** Opening Entries provided block **
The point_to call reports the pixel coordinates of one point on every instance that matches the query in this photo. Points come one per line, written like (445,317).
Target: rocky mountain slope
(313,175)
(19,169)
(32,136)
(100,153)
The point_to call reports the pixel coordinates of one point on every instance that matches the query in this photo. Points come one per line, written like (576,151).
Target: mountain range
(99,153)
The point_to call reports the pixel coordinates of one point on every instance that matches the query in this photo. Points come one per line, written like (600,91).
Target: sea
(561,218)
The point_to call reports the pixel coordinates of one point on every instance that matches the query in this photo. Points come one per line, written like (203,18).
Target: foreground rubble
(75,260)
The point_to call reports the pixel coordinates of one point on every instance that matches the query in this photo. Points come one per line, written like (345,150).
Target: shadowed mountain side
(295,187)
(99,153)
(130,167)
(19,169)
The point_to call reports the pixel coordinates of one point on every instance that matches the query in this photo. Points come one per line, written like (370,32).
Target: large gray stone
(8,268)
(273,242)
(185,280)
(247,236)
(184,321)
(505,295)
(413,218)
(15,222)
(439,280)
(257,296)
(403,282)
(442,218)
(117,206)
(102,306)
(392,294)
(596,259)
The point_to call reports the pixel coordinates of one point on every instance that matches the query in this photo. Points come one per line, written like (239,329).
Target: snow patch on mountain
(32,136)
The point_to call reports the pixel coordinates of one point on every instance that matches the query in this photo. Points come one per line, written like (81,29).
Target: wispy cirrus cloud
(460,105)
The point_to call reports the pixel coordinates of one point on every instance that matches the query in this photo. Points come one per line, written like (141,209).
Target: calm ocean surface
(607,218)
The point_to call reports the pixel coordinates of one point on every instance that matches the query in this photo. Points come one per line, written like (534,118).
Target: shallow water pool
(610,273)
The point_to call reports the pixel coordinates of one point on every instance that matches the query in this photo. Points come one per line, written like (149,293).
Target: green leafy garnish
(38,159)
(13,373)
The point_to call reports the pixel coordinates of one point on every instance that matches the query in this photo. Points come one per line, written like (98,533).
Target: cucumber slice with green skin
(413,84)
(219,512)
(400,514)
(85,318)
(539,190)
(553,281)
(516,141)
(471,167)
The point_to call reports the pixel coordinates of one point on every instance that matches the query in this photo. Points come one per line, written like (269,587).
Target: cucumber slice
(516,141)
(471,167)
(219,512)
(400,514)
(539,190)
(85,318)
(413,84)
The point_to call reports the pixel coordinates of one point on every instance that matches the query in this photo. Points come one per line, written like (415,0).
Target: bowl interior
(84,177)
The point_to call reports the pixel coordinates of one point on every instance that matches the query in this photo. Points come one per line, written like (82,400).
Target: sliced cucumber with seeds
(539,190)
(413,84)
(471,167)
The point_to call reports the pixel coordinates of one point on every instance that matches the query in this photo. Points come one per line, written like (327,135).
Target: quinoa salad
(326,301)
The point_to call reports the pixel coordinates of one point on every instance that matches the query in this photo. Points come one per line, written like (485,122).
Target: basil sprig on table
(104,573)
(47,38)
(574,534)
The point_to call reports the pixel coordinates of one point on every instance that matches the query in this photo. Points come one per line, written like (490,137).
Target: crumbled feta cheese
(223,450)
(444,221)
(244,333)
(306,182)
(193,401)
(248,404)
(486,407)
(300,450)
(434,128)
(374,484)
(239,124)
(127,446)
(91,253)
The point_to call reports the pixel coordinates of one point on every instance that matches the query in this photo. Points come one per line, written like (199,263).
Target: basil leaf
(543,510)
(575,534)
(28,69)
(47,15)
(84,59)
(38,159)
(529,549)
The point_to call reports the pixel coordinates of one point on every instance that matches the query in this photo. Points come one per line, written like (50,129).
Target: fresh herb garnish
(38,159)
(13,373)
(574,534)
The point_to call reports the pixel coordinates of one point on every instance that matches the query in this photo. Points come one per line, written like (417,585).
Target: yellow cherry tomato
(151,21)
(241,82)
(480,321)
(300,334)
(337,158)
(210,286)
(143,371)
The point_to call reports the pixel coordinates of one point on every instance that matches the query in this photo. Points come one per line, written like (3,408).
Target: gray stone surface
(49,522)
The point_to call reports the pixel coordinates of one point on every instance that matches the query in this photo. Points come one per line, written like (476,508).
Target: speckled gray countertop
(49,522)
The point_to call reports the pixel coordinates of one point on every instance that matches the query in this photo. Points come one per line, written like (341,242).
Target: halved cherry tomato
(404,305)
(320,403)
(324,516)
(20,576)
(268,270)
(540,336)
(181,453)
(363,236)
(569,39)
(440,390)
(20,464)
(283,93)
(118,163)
** Closing Entries provided block **
*Problem to work on*
The data above should be reproduced in full, word for word.

*Expected output*
The point_to call reports the pixel coordinates of one point on every instance that matches the query in this photo. Points come one per line, written like (445,317).
Target: rocky mountain slope
(313,175)
(19,169)
(32,136)
(100,153)
The point_to call reports the pixel coordinates of one point on every instance that matches the query in this photo. Points come one per line, written like (576,151).
Target: mountain range
(99,153)
The point_to call reports the pixel coordinates of one point on every instance that matches the query in this photo. Points come one per line, written like (600,91).
Target: sea
(561,218)
The point_to call reports the pixel coordinates of one point on every instance that matches the query in this photo. Points come one per line, written like (203,18).
Target: foreground rubble
(75,260)
The point_to call reports the pixel coordinates of one point on every instance that matches the query in this photo. Points come one per line, written like (345,150).
Target: shadowed mountain side
(295,187)
(99,153)
(130,167)
(19,169)
The point_to call reports the pixel coordinates of one point on every instance that matches the query in this photo. Points come one per line, written like (370,32).
Target: large gray stone
(8,268)
(273,242)
(185,280)
(247,236)
(184,321)
(505,295)
(413,218)
(15,222)
(439,280)
(257,296)
(403,282)
(442,218)
(117,206)
(102,306)
(392,294)
(596,259)
The point_to call reports the pixel coordinates of one point on every instance that matches the query in this photo. Points come one per line, written like (239,329).
Target: snow patch on mountain
(32,136)
The point_to call reports the pixel coordinates of one point on every instance that matches the query in this photo. Points come one per line, written like (81,29).
Target: wispy cirrus cloud
(460,105)
The point_to call reports the pixel coordinates of one point on every instance that matches the query in this photo. Points come one per line, written like (141,209).
Target: calm ocean surface
(607,218)
The point_to call reports the pixel coordinates of one point on every instance that matches the query in this photo. Points come one per line, written like (534,118).
Target: shallow water pool
(610,273)
The point_to call reports the pixel coordinates of one point on every instance that matches the query in this photo. Points come one per line, written like (149,293).
Target: green leafy garnish
(38,159)
(13,373)
The point_to call reports the pixel coordinates of one point on every instance that matches the query in this photo. Points come one per line, written like (98,533).
Target: cucumber slice with green skin
(413,84)
(219,512)
(400,514)
(85,318)
(539,190)
(553,281)
(516,141)
(471,167)
The point_to call reports the pixel coordinates of one point on every instance that matches the query in this photo. Points come one per line, written like (269,587).
Target: cucumber slice
(516,141)
(471,167)
(219,512)
(400,514)
(539,190)
(85,318)
(413,84)
The point_to call reports the pixel coordinates of one point on every instance that matches the query in this photo. Points come one per line, written like (415,0).
Target: bowl interior
(84,177)
The point_to call reports the pixel coordinates of one point on every instance that matches the query in this photo. Points come one per line, written like (82,400).
Target: sliced cucumber with seeds
(539,190)
(413,84)
(471,167)
The point_to call reports the pixel coordinates of one point on every instance that matches the query in this photo. Points come one per line, written like (327,135).
Target: quinoa salad
(326,301)
The point_to call reports the pixel coordinates of one point on every instance that matches the query in this photo. Points come one per line, written like (485,122).
Target: basil sprig on table
(104,573)
(47,38)
(574,534)
The point_to call reports the pixel coordinates of one point on every instance that matches the query in this photo. Points come one per line, written like (490,137).
Target: crumbled feta cheese
(223,450)
(444,221)
(244,333)
(306,182)
(193,401)
(248,404)
(486,407)
(300,450)
(434,128)
(374,484)
(239,124)
(127,446)
(91,253)
The point_to call reports the pixel coordinates of one point on every instance that matches the query in this photo. Points come one per line, written like (199,263).
Target: basil leaf
(543,510)
(575,534)
(28,69)
(47,15)
(84,59)
(38,159)
(529,549)
The point_to call reports the pixel coordinates of one point on every instance that matches the query in this photo. Points come one per line, written like (50,129).
Target: fresh herb garnish
(38,159)
(13,373)
(574,534)
The point_to call reports the pixel coordinates of one point on every instance that matches the query in this photo. Points come one per line, written like (417,585).
Target: yellow cherry tomato
(151,21)
(241,82)
(480,321)
(300,334)
(337,158)
(210,286)
(143,371)
The point_to call reports the pixel coordinates of one point on every instance that matches the query in this photo. Points come one per line, written like (3,408).
Target: gray stone surface
(49,522)
The point_to call reports the pixel coordinates of one point on every instance that matches the query in this photo. Points come one per line, written like (476,508).
Target: speckled gray countertop
(49,522)
The point_to call reports the pixel coordinates of one point on every instance that matches the query in this photo. Points come one per line, written like (341,242).
Target: halved cherry tomato
(404,305)
(320,403)
(324,516)
(20,576)
(268,270)
(540,336)
(181,453)
(363,236)
(569,39)
(440,390)
(20,464)
(283,93)
(118,163)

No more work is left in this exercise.